Excerpts from segmentation records:
[start]
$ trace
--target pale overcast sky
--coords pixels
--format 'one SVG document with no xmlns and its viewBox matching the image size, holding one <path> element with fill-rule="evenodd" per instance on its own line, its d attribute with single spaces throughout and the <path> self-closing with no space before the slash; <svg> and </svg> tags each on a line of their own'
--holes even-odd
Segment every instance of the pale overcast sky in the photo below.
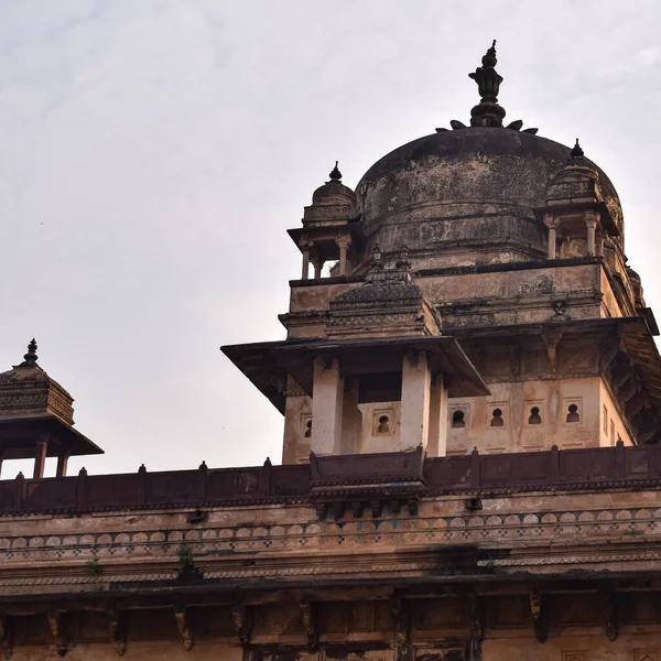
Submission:
<svg viewBox="0 0 661 661">
<path fill-rule="evenodd" d="M 0 371 L 36 337 L 106 449 L 73 472 L 280 462 L 219 345 L 284 337 L 314 188 L 467 121 L 492 39 L 508 120 L 581 138 L 661 315 L 660 34 L 658 0 L 0 0 Z"/>
</svg>

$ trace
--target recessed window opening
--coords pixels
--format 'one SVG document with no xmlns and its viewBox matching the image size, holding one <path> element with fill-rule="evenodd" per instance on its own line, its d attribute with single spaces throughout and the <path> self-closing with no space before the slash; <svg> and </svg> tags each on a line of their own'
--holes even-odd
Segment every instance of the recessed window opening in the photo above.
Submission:
<svg viewBox="0 0 661 661">
<path fill-rule="evenodd" d="M 466 422 L 464 420 L 464 411 L 453 411 L 452 414 L 452 426 L 453 427 L 465 427 Z"/>
<path fill-rule="evenodd" d="M 335 278 L 339 275 L 339 260 L 329 259 L 322 267 L 322 278 Z"/>
<path fill-rule="evenodd" d="M 377 426 L 377 433 L 389 434 L 390 433 L 390 418 L 388 415 L 379 415 L 379 425 Z"/>
<path fill-rule="evenodd" d="M 567 422 L 578 422 L 581 415 L 578 413 L 578 407 L 576 404 L 570 404 L 567 409 Z"/>
<path fill-rule="evenodd" d="M 539 407 L 532 407 L 532 409 L 530 409 L 530 416 L 528 418 L 528 424 L 542 424 L 542 416 L 540 415 Z"/>
<path fill-rule="evenodd" d="M 494 409 L 491 413 L 491 426 L 505 426 L 505 420 L 502 420 L 502 411 L 500 409 Z"/>
</svg>

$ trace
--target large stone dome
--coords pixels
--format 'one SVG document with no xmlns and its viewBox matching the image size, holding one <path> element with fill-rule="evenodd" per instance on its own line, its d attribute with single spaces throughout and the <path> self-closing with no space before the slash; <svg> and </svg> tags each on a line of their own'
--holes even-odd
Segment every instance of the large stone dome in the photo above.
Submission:
<svg viewBox="0 0 661 661">
<path fill-rule="evenodd" d="M 549 184 L 567 163 L 570 151 L 552 140 L 505 128 L 470 127 L 420 138 L 377 161 L 360 180 L 357 194 L 365 231 L 372 238 L 378 234 L 388 250 L 401 242 L 415 248 L 434 240 L 479 239 L 480 231 L 492 239 L 494 231 L 499 234 L 489 223 L 481 224 L 481 230 L 475 226 L 473 235 L 470 227 L 463 227 L 467 234 L 452 231 L 446 223 L 432 230 L 426 227 L 432 220 L 505 216 L 539 225 L 532 209 L 544 205 Z M 604 202 L 621 225 L 615 187 L 590 164 Z M 539 238 L 532 227 L 505 225 L 501 229 L 512 240 L 534 243 Z"/>
</svg>

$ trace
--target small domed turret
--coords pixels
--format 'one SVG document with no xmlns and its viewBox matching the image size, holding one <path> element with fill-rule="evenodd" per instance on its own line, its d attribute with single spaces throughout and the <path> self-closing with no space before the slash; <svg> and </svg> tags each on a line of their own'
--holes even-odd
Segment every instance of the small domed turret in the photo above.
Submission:
<svg viewBox="0 0 661 661">
<path fill-rule="evenodd" d="M 342 172 L 335 167 L 328 175 L 330 181 L 312 194 L 312 205 L 305 207 L 303 225 L 344 225 L 358 215 L 356 194 L 342 183 Z"/>
</svg>

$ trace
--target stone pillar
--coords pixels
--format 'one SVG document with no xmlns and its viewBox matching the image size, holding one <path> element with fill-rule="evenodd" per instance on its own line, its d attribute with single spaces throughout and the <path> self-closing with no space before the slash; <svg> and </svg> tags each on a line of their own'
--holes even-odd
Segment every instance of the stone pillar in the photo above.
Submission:
<svg viewBox="0 0 661 661">
<path fill-rule="evenodd" d="M 443 375 L 432 379 L 430 391 L 430 437 L 427 454 L 431 457 L 444 457 L 447 442 L 447 388 Z"/>
<path fill-rule="evenodd" d="M 322 279 L 322 267 L 324 266 L 324 262 L 321 259 L 315 258 L 312 260 L 312 263 L 314 266 L 314 279 L 321 280 Z"/>
<path fill-rule="evenodd" d="M 44 468 L 46 467 L 46 452 L 48 449 L 48 440 L 40 438 L 36 442 L 36 448 L 34 451 L 34 473 L 32 477 L 34 479 L 41 479 L 44 476 Z"/>
<path fill-rule="evenodd" d="M 68 464 L 68 453 L 62 452 L 57 455 L 57 470 L 55 477 L 66 477 L 66 467 Z"/>
<path fill-rule="evenodd" d="M 358 409 L 358 382 L 353 379 L 350 387 L 345 383 L 342 402 L 342 435 L 339 440 L 339 454 L 357 454 L 362 427 L 362 414 Z"/>
<path fill-rule="evenodd" d="M 426 447 L 430 427 L 431 373 L 424 351 L 404 356 L 402 364 L 401 447 Z"/>
<path fill-rule="evenodd" d="M 344 378 L 336 358 L 314 360 L 312 384 L 312 443 L 318 455 L 338 454 L 342 438 Z"/>
<path fill-rule="evenodd" d="M 349 246 L 351 245 L 351 238 L 350 237 L 339 237 L 339 238 L 335 239 L 335 242 L 337 243 L 337 246 L 339 248 L 338 275 L 346 275 L 347 274 L 347 250 L 348 250 Z"/>
<path fill-rule="evenodd" d="M 310 247 L 303 248 L 303 272 L 301 273 L 301 280 L 307 280 L 310 278 Z"/>
<path fill-rule="evenodd" d="M 549 259 L 555 259 L 557 223 L 553 219 L 552 214 L 544 214 L 544 225 L 549 228 Z"/>
<path fill-rule="evenodd" d="M 596 227 L 598 215 L 594 212 L 585 212 L 585 225 L 587 226 L 587 254 L 593 257 L 596 254 Z"/>
</svg>

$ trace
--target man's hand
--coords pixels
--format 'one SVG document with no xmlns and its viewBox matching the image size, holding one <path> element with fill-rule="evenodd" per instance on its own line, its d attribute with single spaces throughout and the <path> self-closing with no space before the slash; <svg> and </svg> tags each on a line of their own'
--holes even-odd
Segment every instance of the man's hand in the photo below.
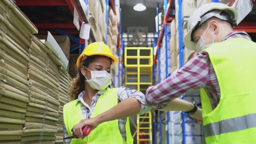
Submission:
<svg viewBox="0 0 256 144">
<path fill-rule="evenodd" d="M 82 130 L 82 128 L 87 125 L 90 125 L 92 127 L 93 129 L 95 128 L 98 124 L 99 123 L 98 121 L 97 117 L 93 118 L 82 119 L 80 121 L 78 124 L 75 125 L 73 128 L 73 132 L 79 138 L 84 138 L 85 137 L 84 135 Z"/>
</svg>

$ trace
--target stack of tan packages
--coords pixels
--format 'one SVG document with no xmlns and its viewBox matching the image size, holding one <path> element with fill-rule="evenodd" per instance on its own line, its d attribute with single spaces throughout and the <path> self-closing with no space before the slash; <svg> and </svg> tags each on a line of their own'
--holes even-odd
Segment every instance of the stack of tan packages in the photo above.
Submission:
<svg viewBox="0 0 256 144">
<path fill-rule="evenodd" d="M 10 1 L 0 1 L 0 143 L 20 144 L 29 101 L 30 38 L 37 29 Z"/>
<path fill-rule="evenodd" d="M 58 65 L 46 53 L 48 50 L 37 38 L 33 37 L 28 69 L 30 101 L 23 142 L 42 141 L 53 144 L 55 141 L 60 105 L 59 74 Z M 56 57 L 55 59 L 58 59 Z"/>
<path fill-rule="evenodd" d="M 69 89 L 69 84 L 72 80 L 71 77 L 66 71 L 63 69 L 60 69 L 59 80 L 59 101 L 60 103 L 59 109 L 59 121 L 57 122 L 58 132 L 56 133 L 56 144 L 63 143 L 63 126 L 64 120 L 63 118 L 63 107 L 64 105 L 70 101 L 69 98 L 68 96 L 68 92 Z"/>
<path fill-rule="evenodd" d="M 0 1 L 0 144 L 54 144 L 70 77 L 60 85 L 62 62 L 13 2 Z"/>
</svg>

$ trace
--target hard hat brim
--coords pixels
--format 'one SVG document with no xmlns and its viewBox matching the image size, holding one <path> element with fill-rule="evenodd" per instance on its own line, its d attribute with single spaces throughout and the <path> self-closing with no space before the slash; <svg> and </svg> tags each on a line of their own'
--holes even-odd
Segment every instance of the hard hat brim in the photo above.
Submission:
<svg viewBox="0 0 256 144">
<path fill-rule="evenodd" d="M 184 37 L 184 45 L 187 48 L 191 50 L 196 50 L 196 43 L 191 41 L 191 35 L 194 30 L 191 29 Z"/>
<path fill-rule="evenodd" d="M 96 56 L 96 55 L 99 55 L 99 56 L 107 56 L 108 57 L 109 57 L 110 58 L 111 58 L 112 60 L 113 60 L 113 63 L 112 63 L 111 64 L 115 64 L 116 63 L 117 63 L 117 62 L 118 62 L 118 59 L 115 56 L 111 56 L 111 55 L 107 55 L 107 54 L 104 54 L 102 53 L 94 53 L 93 54 L 84 54 L 83 55 L 81 55 L 77 59 L 77 60 L 76 61 L 76 66 L 79 68 L 79 66 L 80 66 L 80 62 L 81 62 L 81 60 L 82 59 L 82 58 L 83 57 L 84 57 L 84 56 Z"/>
<path fill-rule="evenodd" d="M 211 5 L 212 5 L 213 4 L 220 5 L 220 6 L 219 7 L 211 6 Z M 221 6 L 222 5 L 222 6 Z M 204 5 L 203 7 L 204 7 L 206 8 L 207 8 L 207 7 L 209 7 L 210 8 L 207 9 L 207 10 L 206 11 L 203 10 L 202 11 L 200 11 L 200 13 L 199 14 L 200 14 L 200 15 L 196 15 L 195 17 L 191 17 L 191 16 L 192 16 L 194 14 L 192 14 L 192 15 L 191 15 L 191 16 L 190 16 L 190 20 L 189 20 L 189 20 L 190 20 L 190 19 L 191 18 L 194 18 L 195 20 L 198 20 L 199 22 L 200 20 L 201 16 L 204 15 L 205 13 L 208 13 L 208 12 L 210 12 L 211 10 L 221 10 L 224 12 L 227 13 L 230 16 L 232 16 L 232 17 L 233 17 L 235 19 L 235 20 L 237 20 L 237 16 L 236 11 L 236 10 L 233 8 L 230 7 L 224 4 L 221 3 L 216 3 L 214 4 L 213 4 L 213 3 L 209 3 Z M 194 42 L 192 42 L 191 41 L 191 34 L 192 33 L 193 30 L 194 30 L 194 28 L 196 26 L 197 23 L 197 23 L 196 24 L 195 24 L 195 24 L 192 27 L 190 28 L 190 29 L 189 30 L 189 31 L 187 33 L 184 38 L 184 44 L 185 46 L 187 49 L 192 50 L 195 50 L 196 43 Z"/>
</svg>

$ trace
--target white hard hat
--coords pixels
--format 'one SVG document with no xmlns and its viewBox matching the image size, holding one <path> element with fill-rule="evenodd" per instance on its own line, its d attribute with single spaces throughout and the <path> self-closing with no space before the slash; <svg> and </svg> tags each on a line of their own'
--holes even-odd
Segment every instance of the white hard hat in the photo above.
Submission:
<svg viewBox="0 0 256 144">
<path fill-rule="evenodd" d="M 221 15 L 220 13 L 222 12 L 226 12 L 229 16 Z M 196 10 L 189 18 L 187 23 L 188 32 L 184 38 L 186 47 L 192 50 L 195 49 L 196 44 L 191 39 L 193 30 L 198 26 L 198 24 L 201 24 L 213 16 L 228 21 L 231 23 L 233 26 L 236 25 L 237 14 L 233 8 L 220 3 L 211 3 L 203 5 Z"/>
</svg>

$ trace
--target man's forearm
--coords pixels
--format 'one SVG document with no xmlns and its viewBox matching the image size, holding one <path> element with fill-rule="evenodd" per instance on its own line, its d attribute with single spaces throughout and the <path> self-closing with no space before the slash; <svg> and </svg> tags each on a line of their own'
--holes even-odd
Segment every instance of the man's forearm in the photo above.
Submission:
<svg viewBox="0 0 256 144">
<path fill-rule="evenodd" d="M 194 105 L 186 101 L 175 98 L 168 104 L 164 108 L 159 109 L 161 111 L 187 111 L 193 109 Z"/>
<path fill-rule="evenodd" d="M 135 98 L 130 98 L 121 102 L 112 108 L 98 115 L 99 124 L 136 115 L 141 110 L 141 104 Z"/>
<path fill-rule="evenodd" d="M 194 105 L 180 98 L 175 98 L 168 104 L 164 108 L 159 109 L 161 111 L 190 111 L 194 108 Z M 202 120 L 202 109 L 198 108 L 197 110 L 190 115 L 193 118 Z"/>
</svg>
[end]
▶ **Exercise brief**:
Identify every line in the rows above that contains the word "opening" and copy each of those lines.

▶ **Output for this exercise**:
--target recessed window opening
Segment every instance of the recessed window opening in the photo above.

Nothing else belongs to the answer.